++++ Material for the task ++++

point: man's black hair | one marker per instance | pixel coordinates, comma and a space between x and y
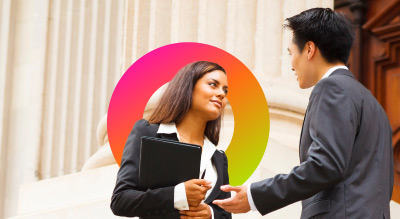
331, 32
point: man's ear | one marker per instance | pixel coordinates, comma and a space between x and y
311, 49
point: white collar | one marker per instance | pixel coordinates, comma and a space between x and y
329, 72
208, 147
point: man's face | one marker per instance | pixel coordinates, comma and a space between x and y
301, 65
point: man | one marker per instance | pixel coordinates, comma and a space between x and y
346, 168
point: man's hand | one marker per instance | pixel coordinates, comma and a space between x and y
200, 211
236, 204
196, 190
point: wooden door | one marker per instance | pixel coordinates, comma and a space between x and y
375, 59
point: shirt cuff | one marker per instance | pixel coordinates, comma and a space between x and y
212, 212
250, 198
180, 200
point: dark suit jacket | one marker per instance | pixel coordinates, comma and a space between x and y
346, 156
128, 200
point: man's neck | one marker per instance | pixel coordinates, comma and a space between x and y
325, 68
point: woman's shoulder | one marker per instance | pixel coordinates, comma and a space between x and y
143, 127
220, 154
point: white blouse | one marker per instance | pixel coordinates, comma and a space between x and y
180, 200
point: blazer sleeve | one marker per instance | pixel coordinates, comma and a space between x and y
332, 128
220, 213
127, 199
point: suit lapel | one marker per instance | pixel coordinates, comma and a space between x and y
219, 166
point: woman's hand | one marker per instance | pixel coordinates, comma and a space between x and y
200, 211
196, 190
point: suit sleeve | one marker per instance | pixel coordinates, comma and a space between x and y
220, 213
127, 199
332, 128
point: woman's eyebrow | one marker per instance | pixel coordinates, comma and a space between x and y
217, 82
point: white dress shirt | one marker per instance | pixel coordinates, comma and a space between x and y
180, 199
249, 196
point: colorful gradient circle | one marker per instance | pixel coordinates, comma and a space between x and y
146, 75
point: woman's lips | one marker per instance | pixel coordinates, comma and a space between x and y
217, 103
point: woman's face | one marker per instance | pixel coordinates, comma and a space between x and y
209, 95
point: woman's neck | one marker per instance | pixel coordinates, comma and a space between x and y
191, 129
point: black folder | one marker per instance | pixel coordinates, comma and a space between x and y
166, 163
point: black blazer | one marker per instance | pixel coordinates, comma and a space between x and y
128, 200
346, 156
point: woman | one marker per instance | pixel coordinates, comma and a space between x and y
189, 111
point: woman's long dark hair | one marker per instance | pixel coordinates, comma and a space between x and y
177, 98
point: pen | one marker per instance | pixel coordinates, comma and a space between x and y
202, 175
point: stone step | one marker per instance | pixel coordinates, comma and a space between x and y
93, 209
69, 190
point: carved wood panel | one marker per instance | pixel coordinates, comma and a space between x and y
375, 59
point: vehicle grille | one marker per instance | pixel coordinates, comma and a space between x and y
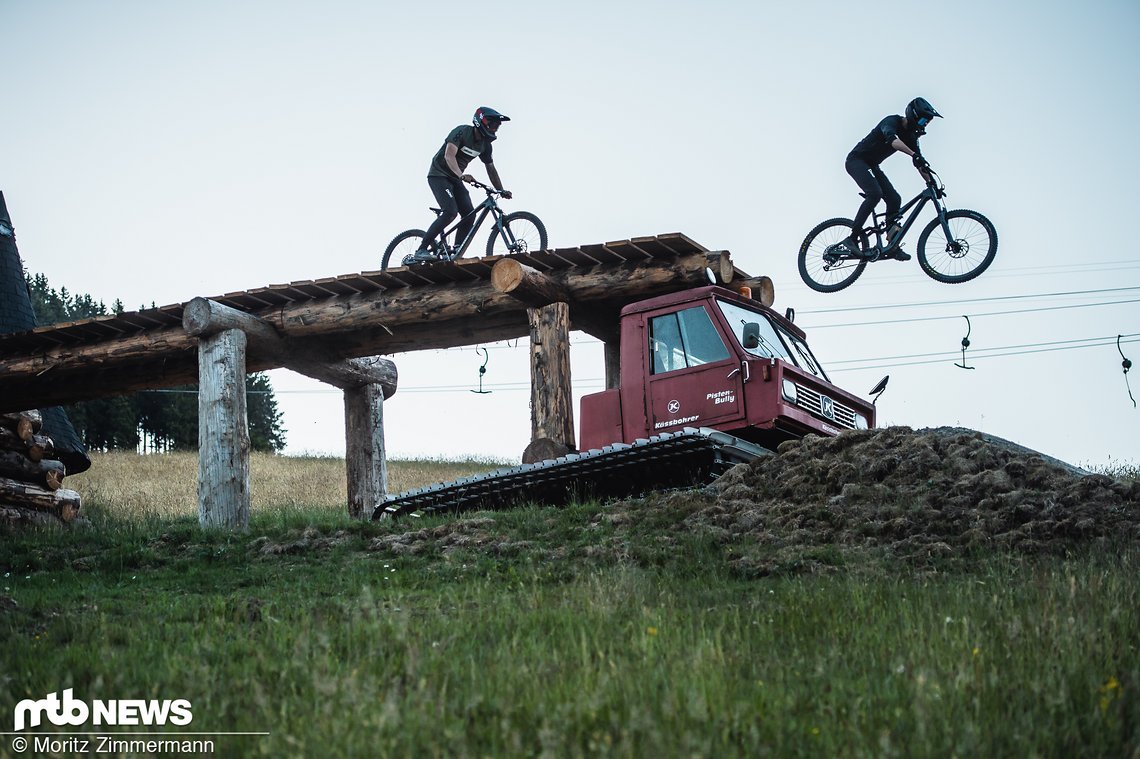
820, 405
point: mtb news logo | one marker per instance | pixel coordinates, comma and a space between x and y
123, 711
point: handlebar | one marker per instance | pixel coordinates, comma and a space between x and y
487, 188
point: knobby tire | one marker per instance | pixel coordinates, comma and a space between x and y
402, 244
976, 246
811, 258
527, 229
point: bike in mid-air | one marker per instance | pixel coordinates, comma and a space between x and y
512, 233
954, 247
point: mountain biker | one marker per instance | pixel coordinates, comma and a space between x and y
446, 174
890, 135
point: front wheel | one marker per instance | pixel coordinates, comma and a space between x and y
969, 250
404, 244
820, 267
521, 233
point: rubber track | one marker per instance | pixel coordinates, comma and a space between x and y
673, 459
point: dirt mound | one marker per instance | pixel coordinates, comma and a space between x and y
926, 496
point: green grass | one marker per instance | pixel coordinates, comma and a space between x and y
513, 634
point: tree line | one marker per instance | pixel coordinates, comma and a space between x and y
149, 419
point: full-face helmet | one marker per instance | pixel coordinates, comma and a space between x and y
920, 113
487, 120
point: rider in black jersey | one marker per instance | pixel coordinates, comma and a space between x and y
446, 174
892, 133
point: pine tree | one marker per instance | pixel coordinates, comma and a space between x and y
167, 418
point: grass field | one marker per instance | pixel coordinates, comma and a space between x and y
516, 634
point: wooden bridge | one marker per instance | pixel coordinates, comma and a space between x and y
322, 327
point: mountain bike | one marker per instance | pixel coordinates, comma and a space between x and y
512, 233
954, 247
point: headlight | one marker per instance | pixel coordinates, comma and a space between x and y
789, 391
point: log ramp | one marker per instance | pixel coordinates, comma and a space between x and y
338, 331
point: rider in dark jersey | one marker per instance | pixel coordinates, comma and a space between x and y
890, 135
446, 174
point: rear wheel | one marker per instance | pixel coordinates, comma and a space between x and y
404, 244
969, 251
822, 270
522, 233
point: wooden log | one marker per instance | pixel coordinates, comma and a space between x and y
63, 503
721, 267
224, 435
380, 323
551, 398
365, 460
511, 277
45, 472
35, 448
762, 288
204, 317
23, 423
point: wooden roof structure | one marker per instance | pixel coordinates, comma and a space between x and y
372, 312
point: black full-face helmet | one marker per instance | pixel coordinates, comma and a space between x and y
487, 121
920, 113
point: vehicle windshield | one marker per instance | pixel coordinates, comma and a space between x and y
773, 341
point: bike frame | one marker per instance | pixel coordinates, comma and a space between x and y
487, 206
933, 194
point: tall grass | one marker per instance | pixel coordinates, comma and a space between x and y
165, 484
514, 634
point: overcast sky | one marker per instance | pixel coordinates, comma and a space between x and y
154, 152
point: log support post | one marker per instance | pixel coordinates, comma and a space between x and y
366, 383
224, 434
365, 459
551, 398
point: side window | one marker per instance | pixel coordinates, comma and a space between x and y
684, 339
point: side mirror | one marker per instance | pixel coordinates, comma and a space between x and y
878, 390
751, 336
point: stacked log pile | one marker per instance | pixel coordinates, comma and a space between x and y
31, 479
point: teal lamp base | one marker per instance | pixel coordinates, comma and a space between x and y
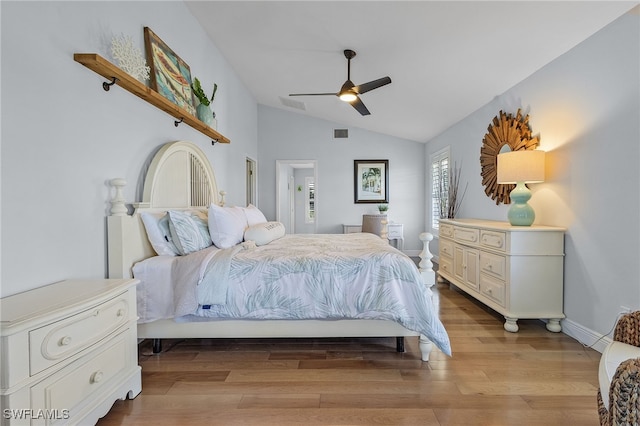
520, 212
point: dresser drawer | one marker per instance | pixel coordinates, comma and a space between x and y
493, 264
493, 289
493, 239
465, 235
79, 381
446, 230
446, 248
445, 265
62, 339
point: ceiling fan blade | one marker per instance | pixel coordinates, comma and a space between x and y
359, 106
364, 88
313, 94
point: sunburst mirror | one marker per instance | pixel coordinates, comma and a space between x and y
505, 133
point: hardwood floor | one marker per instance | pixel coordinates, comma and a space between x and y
494, 377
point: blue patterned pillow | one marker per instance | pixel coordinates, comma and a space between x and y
189, 231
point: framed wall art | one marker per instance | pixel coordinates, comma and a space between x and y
371, 181
170, 75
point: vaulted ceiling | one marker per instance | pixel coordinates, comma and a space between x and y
446, 59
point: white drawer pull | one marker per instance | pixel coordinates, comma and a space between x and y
96, 377
64, 341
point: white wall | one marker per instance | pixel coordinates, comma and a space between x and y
288, 135
63, 137
585, 106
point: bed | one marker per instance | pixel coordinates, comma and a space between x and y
172, 304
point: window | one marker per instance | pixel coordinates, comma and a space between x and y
440, 168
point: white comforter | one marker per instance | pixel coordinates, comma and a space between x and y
302, 276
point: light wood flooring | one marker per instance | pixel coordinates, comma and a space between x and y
494, 377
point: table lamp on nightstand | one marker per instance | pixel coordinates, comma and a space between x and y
521, 167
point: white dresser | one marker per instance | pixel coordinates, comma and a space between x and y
69, 351
515, 270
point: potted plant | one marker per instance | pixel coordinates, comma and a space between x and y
204, 111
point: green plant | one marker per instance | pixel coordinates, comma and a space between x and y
199, 93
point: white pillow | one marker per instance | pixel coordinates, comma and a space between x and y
613, 355
254, 215
157, 227
264, 233
189, 231
226, 225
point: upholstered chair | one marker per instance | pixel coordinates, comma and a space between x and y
375, 224
619, 375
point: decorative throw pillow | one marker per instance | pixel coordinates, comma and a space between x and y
157, 227
189, 231
226, 225
254, 215
264, 233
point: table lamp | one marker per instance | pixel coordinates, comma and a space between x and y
521, 167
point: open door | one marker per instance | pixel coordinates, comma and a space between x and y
297, 195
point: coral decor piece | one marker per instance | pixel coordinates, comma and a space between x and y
130, 58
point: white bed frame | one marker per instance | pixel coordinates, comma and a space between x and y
180, 177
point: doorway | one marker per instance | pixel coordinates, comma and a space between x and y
251, 180
297, 195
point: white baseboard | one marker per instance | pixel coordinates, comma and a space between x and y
585, 336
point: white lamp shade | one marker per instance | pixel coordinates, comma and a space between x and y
521, 166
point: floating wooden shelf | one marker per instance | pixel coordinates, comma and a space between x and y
109, 71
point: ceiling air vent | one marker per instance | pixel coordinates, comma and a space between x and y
340, 133
292, 104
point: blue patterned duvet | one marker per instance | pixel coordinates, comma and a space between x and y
302, 276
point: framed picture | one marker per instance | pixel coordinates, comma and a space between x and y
371, 181
170, 75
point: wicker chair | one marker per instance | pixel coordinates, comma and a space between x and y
623, 405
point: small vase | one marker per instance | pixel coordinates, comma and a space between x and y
205, 115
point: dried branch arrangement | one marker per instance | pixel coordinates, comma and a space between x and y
449, 202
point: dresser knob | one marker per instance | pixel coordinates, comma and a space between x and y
96, 377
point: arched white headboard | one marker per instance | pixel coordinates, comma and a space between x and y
179, 177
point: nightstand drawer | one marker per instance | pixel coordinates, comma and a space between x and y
60, 340
77, 382
394, 231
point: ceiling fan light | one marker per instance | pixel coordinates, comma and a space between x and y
348, 96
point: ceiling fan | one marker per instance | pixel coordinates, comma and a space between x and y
349, 92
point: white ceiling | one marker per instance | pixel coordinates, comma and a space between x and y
446, 59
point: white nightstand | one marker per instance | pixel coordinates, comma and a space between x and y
351, 229
395, 232
69, 350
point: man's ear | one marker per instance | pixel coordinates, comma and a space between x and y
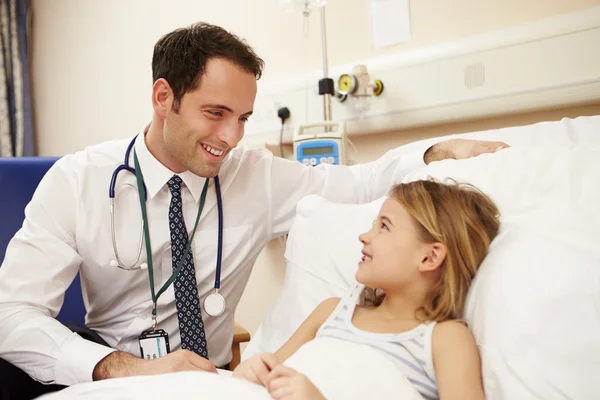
162, 97
433, 257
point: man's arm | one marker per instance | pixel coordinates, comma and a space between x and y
460, 149
39, 265
290, 180
456, 361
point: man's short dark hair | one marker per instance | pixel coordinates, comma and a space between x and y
180, 56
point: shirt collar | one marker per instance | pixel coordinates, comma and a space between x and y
156, 175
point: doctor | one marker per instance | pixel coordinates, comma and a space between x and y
190, 181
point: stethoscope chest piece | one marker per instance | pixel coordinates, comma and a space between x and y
214, 304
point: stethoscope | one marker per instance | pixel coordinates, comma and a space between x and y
214, 303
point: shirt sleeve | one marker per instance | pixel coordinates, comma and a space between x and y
40, 263
291, 181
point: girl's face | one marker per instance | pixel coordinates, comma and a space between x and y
392, 252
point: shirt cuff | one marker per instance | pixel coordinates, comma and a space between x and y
414, 160
77, 360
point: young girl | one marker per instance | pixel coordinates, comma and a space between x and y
422, 252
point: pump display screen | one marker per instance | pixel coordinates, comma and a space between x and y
312, 151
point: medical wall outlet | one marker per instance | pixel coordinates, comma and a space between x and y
359, 87
321, 143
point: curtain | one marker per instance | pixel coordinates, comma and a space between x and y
16, 124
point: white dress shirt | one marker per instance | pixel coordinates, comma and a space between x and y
67, 229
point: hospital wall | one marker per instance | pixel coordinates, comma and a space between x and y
91, 71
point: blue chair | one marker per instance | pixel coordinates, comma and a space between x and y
19, 177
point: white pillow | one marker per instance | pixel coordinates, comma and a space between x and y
534, 307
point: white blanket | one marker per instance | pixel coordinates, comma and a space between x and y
341, 370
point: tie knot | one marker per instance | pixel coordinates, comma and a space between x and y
175, 184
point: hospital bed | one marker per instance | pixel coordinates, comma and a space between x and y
534, 307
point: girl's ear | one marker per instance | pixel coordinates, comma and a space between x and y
433, 257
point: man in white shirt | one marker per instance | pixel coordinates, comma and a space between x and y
203, 93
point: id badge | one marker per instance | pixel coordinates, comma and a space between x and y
154, 344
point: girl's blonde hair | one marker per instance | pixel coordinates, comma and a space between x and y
465, 221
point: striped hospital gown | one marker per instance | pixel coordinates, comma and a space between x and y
410, 351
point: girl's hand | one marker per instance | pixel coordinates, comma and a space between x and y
286, 384
256, 369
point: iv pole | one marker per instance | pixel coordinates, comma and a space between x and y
326, 86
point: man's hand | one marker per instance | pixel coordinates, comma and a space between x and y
119, 364
287, 384
256, 369
460, 149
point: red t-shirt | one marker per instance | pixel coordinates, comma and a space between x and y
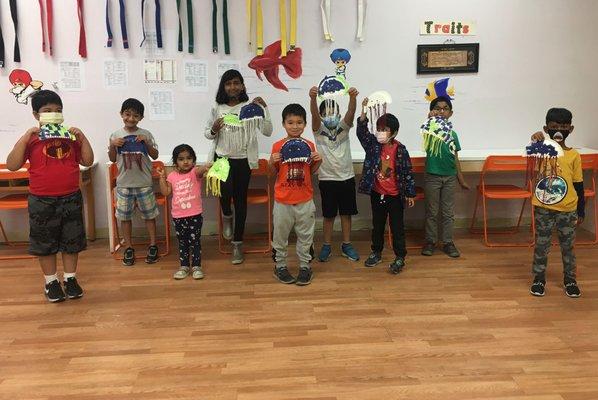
54, 166
386, 181
293, 181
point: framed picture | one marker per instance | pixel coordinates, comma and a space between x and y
443, 58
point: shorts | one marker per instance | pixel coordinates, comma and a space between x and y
338, 197
144, 197
56, 224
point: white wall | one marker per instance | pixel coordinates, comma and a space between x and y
534, 54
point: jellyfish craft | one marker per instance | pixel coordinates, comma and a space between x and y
295, 153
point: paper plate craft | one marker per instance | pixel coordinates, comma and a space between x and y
132, 151
439, 88
542, 167
217, 174
295, 153
340, 58
376, 107
437, 131
55, 131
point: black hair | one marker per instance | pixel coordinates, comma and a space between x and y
294, 109
132, 104
388, 121
44, 97
438, 100
559, 115
179, 149
328, 103
221, 96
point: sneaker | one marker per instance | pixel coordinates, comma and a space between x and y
428, 249
129, 257
197, 273
227, 226
182, 273
571, 288
374, 259
325, 253
237, 257
349, 251
54, 292
283, 275
397, 265
152, 254
450, 249
305, 276
537, 288
72, 288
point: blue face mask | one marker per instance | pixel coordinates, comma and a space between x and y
331, 122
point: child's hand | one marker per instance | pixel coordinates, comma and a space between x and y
217, 125
538, 137
260, 101
117, 142
313, 92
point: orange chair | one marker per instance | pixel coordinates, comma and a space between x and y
160, 201
503, 192
254, 196
589, 162
13, 201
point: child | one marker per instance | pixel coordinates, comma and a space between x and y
336, 175
55, 201
293, 195
387, 179
443, 170
131, 148
242, 155
563, 212
185, 185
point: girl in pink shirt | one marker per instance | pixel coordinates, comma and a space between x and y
184, 183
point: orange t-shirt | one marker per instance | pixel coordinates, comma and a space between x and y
293, 181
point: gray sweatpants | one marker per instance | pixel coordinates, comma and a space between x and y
439, 191
302, 217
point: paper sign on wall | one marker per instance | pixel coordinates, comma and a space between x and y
453, 28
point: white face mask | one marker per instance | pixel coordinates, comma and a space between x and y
382, 137
50, 118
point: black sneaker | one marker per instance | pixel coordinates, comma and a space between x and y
152, 254
283, 275
450, 249
428, 249
129, 256
54, 292
305, 276
537, 288
374, 259
72, 288
571, 288
397, 265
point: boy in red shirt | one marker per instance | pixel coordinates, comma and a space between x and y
293, 160
55, 201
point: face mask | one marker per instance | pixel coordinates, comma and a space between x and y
558, 135
382, 137
50, 118
331, 122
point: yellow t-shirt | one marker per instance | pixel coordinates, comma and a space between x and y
555, 191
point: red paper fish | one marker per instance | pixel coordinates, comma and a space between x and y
269, 63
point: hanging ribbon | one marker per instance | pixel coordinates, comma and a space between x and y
15, 21
82, 39
158, 23
325, 7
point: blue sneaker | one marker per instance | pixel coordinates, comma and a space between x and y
325, 253
349, 251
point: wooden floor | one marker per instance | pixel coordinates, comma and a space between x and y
442, 329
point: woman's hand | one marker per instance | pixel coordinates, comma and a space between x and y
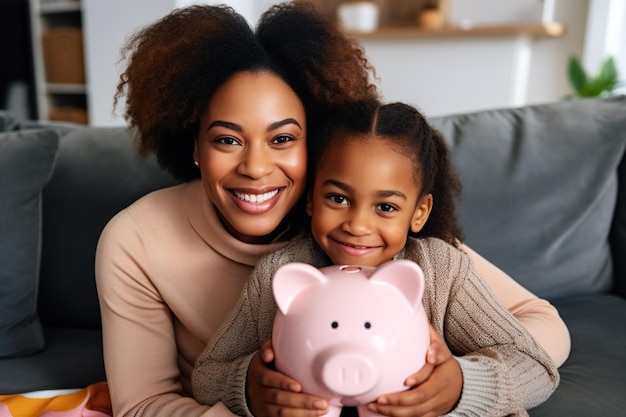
274, 394
435, 389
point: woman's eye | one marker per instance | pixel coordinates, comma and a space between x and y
386, 207
338, 199
282, 139
227, 140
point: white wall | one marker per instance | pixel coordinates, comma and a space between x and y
452, 75
438, 75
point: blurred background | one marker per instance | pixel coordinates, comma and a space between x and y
60, 58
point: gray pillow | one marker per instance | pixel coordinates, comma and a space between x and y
539, 189
618, 234
26, 162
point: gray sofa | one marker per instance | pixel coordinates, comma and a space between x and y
544, 198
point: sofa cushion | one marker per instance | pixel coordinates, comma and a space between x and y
72, 359
539, 189
8, 122
592, 379
97, 174
618, 234
26, 162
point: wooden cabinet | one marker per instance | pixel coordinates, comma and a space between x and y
58, 56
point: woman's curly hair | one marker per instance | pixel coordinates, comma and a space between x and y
409, 132
175, 65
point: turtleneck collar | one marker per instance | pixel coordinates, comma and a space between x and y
204, 220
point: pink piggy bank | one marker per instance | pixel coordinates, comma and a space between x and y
350, 333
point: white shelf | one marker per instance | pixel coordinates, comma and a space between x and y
48, 15
59, 7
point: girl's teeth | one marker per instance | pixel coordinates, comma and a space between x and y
255, 198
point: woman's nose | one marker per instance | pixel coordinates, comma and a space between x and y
256, 163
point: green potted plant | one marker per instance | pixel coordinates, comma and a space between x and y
585, 85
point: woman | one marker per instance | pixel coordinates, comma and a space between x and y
225, 109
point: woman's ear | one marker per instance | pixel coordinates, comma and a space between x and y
422, 211
195, 154
309, 203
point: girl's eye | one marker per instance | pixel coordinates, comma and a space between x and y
386, 207
227, 140
282, 139
338, 199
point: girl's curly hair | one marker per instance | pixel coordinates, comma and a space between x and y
408, 131
175, 65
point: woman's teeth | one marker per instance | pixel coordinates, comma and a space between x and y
255, 198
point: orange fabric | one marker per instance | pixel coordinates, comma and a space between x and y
91, 401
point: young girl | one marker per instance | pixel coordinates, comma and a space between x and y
382, 170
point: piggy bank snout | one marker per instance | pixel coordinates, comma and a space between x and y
347, 371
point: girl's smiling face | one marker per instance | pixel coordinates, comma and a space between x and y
364, 201
251, 150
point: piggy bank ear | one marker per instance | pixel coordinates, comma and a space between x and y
404, 275
291, 279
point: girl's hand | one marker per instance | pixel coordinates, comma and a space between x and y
435, 389
273, 394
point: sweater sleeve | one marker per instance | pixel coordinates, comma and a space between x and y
504, 370
540, 318
221, 370
138, 331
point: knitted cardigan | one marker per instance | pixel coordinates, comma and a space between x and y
504, 370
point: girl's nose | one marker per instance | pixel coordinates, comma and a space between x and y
358, 222
256, 162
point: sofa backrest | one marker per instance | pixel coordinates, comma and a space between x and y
97, 173
540, 188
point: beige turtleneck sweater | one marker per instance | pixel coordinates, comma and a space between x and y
168, 273
504, 370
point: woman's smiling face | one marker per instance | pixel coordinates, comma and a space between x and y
251, 150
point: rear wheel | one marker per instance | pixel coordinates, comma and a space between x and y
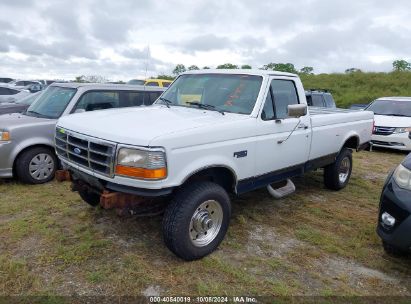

++++

:: What you should do ::
Please filter the records above and copy every line that contains the word "nose". Case counts.

:: Response below ::
point: woman's nose | one marker per instance | pixel coordinates, comma and a space between x and y
point: girl's nose | one marker per instance | pixel coordinates, comma and a space between x and y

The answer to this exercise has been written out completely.